§ **EXERCISE MATERIALS**:
========================

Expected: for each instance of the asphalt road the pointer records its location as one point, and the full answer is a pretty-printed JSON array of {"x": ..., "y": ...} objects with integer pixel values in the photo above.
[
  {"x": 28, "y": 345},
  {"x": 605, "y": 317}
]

========================

§ **AIM OF THE TASK**:
Please rescale the listing by writing out all of its lines again, with each coordinate in the answers multiplied by 0.2 and rounded to a whole number, halves going up. Leave every other line unchanged.

§ **TASK OUTPUT**:
Expected: for each instance of the asphalt road the pointer records its location as one point, and the full answer is a pretty-printed JSON array of {"x": ..., "y": ...} objects with integer pixel values in the photo above.
[
  {"x": 6, "y": 69},
  {"x": 121, "y": 63}
]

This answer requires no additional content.